WHAT IS BEING ASKED — Which lines in the items below contain the string "hair"? Report each of them in full.

SUPPLIED DATA —
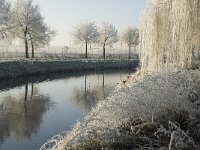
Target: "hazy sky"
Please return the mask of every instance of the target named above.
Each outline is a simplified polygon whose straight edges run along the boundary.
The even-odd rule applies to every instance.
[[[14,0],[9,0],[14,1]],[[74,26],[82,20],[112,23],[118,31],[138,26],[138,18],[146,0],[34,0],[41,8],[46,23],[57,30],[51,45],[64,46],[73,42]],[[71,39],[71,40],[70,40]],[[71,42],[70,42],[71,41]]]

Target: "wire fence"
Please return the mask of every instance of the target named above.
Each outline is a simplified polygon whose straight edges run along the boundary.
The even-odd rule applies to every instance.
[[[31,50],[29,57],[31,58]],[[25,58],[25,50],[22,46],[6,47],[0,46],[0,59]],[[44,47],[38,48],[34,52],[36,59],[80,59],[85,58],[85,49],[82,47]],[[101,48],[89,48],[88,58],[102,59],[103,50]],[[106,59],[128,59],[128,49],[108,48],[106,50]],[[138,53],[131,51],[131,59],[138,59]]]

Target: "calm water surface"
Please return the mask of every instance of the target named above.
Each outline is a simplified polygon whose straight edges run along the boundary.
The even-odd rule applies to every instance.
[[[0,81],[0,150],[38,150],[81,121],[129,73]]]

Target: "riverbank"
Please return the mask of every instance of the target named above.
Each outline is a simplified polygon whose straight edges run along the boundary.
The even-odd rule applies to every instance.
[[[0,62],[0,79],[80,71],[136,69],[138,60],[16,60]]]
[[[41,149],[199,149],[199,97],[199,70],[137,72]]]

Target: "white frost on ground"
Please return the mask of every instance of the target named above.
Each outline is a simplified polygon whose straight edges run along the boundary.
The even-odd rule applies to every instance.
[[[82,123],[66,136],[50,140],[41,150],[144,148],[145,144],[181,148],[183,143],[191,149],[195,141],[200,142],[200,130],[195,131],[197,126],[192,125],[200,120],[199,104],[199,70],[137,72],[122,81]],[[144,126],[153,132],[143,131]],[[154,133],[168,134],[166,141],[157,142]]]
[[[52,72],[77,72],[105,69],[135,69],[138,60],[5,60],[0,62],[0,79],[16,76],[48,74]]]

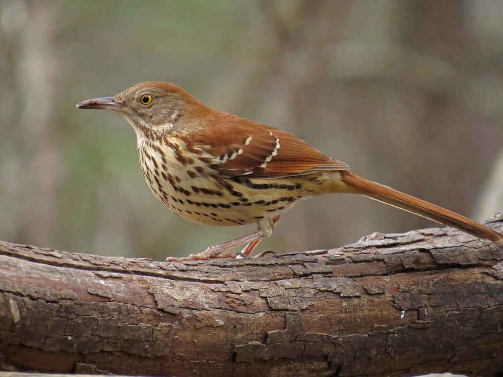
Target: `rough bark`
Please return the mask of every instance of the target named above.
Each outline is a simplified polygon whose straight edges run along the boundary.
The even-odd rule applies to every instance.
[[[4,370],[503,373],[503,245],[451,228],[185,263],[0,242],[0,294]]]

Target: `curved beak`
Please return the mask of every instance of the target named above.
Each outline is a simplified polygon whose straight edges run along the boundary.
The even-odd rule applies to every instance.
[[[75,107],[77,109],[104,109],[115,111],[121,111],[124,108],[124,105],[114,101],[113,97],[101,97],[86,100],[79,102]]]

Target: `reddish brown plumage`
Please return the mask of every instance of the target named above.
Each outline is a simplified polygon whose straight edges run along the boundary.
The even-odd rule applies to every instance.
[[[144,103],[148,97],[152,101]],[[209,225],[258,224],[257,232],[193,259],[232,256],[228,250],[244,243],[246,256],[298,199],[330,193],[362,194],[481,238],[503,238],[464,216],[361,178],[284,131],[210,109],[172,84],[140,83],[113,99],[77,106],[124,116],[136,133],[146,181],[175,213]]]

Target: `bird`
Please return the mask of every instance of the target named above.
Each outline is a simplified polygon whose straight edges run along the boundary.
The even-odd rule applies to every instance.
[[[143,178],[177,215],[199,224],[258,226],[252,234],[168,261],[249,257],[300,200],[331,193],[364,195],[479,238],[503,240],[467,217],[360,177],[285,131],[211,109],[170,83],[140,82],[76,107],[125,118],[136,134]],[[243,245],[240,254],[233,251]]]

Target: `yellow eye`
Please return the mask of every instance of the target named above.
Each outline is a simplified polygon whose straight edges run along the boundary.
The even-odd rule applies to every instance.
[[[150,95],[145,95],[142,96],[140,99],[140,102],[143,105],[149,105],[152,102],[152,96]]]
...
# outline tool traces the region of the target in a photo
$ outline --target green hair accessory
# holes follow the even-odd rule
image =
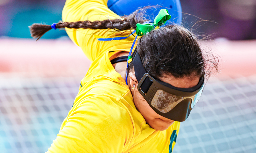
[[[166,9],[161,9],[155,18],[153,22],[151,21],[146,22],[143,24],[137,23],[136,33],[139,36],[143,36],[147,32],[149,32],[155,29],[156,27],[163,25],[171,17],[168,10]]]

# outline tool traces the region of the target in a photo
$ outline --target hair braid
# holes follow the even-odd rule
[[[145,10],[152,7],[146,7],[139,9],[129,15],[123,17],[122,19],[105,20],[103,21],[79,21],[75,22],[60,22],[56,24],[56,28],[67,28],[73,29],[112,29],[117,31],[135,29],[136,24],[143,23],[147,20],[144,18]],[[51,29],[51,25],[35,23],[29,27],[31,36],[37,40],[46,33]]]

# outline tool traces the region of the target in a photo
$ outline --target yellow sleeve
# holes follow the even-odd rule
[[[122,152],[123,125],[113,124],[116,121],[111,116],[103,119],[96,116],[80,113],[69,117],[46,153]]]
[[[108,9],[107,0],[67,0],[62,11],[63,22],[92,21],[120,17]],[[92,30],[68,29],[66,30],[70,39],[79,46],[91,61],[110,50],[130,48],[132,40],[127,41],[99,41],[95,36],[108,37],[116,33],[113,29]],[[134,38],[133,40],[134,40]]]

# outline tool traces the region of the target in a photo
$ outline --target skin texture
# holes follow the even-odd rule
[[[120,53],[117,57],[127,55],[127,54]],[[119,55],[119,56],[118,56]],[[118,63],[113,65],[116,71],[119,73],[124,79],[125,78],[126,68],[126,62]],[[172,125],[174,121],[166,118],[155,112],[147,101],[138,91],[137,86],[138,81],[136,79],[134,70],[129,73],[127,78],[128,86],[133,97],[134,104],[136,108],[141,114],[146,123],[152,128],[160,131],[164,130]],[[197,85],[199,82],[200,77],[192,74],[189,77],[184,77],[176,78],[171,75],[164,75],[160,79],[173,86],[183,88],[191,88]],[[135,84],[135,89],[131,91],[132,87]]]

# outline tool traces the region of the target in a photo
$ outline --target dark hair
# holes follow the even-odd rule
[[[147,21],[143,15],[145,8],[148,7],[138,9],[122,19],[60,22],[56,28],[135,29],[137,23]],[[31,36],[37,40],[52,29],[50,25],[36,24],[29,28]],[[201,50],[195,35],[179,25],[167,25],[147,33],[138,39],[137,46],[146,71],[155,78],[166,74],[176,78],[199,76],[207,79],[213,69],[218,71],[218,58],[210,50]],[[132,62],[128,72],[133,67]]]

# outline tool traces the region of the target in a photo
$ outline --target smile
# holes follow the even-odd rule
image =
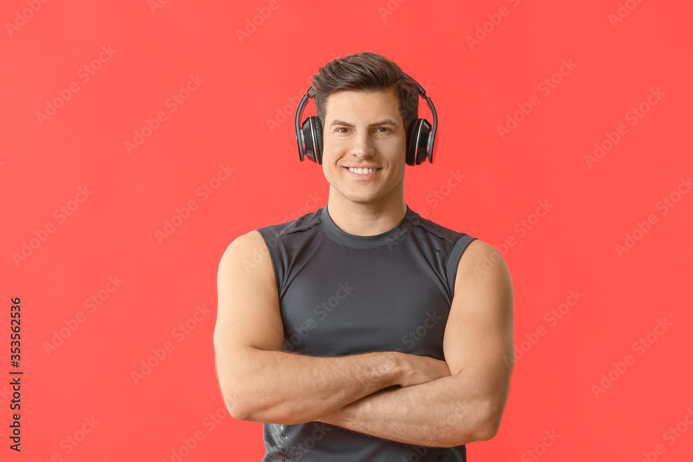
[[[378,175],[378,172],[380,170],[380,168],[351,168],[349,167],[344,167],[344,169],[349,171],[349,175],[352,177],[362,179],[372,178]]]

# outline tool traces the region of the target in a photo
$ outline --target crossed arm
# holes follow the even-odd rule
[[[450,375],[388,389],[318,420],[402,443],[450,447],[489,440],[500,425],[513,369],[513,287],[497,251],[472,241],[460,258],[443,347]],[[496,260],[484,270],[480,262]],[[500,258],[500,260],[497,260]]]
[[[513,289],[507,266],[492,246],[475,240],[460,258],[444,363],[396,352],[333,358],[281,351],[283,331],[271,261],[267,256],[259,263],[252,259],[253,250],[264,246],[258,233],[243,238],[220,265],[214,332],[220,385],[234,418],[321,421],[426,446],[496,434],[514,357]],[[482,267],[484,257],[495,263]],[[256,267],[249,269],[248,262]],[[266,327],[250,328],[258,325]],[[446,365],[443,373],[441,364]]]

SOLUTION FOR THIS EXERCISE —
$ outline --target green hair accessory
$ outline --target hair braid
$ outline --target dark hair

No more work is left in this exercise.